▸ **Your objective**
Count every line in the records below that contains the string "jacket". Report that number alone.
*** Begin section ***
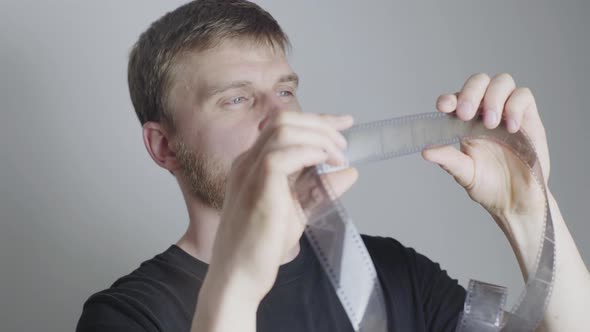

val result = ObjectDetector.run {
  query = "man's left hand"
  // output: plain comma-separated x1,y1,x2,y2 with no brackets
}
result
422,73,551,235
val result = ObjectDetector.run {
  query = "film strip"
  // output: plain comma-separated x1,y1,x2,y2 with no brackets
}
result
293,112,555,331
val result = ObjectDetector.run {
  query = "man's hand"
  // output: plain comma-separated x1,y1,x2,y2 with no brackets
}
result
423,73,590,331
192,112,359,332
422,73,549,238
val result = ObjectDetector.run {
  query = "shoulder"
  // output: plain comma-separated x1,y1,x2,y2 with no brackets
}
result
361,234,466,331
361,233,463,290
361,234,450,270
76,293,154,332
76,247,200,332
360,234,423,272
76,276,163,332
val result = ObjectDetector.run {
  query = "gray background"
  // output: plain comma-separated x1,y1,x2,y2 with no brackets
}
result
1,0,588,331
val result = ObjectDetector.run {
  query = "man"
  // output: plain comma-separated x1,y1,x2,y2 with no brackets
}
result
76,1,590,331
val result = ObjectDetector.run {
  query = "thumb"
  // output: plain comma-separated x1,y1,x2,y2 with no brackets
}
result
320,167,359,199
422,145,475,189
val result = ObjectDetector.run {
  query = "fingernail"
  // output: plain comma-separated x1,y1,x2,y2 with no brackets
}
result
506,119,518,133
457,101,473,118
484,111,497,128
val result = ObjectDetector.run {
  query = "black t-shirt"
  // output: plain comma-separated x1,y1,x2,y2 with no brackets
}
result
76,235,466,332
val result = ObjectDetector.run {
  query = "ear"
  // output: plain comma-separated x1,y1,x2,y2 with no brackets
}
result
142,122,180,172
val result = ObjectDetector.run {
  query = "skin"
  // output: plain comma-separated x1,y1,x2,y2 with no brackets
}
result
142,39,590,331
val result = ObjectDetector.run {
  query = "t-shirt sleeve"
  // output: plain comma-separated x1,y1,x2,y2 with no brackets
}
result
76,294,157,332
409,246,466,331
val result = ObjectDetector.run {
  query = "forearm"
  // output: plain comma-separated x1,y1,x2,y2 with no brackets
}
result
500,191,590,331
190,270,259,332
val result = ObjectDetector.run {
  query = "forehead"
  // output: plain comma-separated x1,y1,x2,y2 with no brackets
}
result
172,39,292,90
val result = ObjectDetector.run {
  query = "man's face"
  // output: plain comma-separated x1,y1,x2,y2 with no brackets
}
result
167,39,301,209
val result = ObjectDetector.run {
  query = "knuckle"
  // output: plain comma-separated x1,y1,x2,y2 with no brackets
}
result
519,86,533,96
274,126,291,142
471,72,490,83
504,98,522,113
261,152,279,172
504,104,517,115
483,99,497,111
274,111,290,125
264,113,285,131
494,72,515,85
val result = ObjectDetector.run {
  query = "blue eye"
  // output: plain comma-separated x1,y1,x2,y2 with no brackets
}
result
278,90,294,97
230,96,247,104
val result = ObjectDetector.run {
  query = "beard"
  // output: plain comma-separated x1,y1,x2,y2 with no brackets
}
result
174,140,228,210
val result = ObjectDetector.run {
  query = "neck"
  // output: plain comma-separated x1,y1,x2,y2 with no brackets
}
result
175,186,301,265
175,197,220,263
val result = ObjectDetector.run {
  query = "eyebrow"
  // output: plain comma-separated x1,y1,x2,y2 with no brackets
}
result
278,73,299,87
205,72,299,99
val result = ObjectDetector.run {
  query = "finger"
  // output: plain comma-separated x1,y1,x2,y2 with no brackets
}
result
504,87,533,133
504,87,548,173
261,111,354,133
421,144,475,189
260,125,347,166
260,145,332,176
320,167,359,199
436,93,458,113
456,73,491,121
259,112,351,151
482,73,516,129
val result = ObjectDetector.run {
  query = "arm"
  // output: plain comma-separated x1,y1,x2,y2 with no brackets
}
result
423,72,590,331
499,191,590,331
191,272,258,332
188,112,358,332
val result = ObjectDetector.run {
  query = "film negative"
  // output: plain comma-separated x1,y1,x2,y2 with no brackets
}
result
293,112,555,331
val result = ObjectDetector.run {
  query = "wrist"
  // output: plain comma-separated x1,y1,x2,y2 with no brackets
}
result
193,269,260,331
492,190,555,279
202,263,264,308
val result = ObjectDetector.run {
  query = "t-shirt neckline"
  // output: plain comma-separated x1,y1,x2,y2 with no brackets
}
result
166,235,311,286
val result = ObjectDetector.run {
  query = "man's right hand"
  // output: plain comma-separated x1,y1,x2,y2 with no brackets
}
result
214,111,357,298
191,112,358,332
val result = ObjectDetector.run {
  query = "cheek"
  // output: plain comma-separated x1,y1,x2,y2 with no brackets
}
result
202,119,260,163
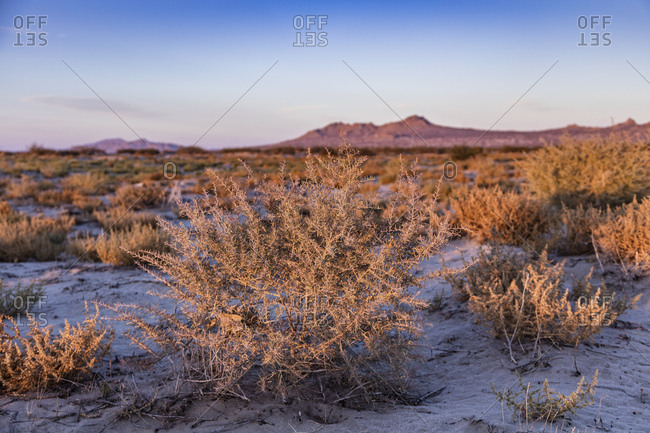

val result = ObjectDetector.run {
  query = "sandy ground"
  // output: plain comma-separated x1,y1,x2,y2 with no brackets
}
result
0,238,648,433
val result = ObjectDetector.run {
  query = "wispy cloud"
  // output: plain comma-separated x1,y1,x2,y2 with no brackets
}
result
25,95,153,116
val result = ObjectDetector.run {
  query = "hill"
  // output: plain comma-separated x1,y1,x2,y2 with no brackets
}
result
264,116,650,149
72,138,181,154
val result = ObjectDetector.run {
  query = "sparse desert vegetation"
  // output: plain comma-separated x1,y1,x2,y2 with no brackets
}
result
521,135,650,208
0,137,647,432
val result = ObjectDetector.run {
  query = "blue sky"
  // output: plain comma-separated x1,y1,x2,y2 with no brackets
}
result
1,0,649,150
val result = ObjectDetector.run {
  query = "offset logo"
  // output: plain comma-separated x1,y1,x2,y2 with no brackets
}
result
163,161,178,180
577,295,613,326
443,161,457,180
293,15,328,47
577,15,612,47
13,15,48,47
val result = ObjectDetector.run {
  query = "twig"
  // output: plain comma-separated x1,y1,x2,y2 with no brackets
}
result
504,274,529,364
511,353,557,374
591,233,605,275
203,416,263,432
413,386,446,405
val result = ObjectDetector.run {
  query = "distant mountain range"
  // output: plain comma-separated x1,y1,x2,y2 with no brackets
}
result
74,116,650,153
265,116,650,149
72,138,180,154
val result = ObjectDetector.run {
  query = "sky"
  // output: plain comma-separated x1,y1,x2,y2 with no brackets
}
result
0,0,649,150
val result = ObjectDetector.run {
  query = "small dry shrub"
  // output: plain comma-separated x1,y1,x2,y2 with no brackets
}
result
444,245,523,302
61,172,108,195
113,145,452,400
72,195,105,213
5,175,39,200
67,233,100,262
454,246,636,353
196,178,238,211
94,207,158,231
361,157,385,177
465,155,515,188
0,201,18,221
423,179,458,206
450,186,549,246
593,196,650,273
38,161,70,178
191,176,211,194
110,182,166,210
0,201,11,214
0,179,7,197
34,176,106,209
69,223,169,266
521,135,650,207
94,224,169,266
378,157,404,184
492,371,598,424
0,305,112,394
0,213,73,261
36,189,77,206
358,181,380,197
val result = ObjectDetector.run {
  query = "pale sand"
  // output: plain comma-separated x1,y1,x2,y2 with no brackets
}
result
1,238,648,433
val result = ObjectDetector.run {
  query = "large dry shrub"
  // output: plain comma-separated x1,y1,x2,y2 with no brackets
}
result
*** End section ***
*** Begin section ***
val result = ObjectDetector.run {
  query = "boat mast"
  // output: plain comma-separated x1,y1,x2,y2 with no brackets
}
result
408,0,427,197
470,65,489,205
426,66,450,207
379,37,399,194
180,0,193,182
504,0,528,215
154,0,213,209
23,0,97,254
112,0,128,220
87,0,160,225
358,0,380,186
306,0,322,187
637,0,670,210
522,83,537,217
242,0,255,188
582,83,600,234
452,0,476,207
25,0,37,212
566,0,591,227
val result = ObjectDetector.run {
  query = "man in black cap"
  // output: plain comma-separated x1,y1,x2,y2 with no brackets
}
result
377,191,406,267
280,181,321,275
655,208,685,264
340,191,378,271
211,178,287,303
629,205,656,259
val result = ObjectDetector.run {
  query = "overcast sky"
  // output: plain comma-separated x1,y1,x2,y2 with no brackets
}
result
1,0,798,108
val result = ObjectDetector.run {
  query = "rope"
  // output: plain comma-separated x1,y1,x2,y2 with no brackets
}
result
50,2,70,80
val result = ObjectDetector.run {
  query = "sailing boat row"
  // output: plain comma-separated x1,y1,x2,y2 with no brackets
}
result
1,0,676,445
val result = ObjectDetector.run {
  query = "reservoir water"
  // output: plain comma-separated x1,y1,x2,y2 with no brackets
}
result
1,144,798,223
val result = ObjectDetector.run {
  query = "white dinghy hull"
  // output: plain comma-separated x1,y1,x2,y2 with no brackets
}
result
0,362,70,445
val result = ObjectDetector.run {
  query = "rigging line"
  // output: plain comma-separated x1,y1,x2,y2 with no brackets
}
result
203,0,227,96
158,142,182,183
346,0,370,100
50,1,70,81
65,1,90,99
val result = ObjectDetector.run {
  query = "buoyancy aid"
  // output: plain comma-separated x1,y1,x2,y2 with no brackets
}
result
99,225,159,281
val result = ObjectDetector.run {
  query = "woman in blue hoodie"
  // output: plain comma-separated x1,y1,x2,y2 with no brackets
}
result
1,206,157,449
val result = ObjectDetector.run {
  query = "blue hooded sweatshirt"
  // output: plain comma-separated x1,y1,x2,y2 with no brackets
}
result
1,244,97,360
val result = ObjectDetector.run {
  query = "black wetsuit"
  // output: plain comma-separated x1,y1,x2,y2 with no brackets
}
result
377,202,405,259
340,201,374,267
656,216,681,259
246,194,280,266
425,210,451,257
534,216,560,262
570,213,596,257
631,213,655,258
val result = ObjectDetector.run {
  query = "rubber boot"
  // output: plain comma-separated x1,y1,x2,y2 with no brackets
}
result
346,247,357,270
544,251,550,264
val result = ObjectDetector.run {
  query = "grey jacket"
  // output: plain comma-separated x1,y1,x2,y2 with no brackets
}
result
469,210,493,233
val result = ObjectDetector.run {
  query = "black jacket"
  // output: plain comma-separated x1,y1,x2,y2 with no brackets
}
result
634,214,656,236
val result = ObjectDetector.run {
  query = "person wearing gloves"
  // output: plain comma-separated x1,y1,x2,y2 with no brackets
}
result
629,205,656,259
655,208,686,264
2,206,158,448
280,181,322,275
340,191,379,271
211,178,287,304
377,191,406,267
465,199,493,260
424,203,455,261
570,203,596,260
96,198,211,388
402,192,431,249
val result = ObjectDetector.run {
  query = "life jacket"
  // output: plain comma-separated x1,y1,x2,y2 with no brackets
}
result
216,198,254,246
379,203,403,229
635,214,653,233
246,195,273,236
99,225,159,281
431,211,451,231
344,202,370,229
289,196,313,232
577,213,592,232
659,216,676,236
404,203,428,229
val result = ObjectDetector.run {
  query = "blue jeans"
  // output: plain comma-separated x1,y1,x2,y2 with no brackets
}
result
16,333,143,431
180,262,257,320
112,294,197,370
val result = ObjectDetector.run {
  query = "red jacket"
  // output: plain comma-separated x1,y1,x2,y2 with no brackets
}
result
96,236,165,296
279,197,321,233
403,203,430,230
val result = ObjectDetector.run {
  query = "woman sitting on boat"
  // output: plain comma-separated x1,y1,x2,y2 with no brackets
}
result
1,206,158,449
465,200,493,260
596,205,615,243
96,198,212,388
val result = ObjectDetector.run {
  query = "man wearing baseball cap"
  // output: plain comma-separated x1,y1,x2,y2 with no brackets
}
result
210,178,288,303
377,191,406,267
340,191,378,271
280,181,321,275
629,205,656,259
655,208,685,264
*** End section ***
▸ **Solution to this problem**
4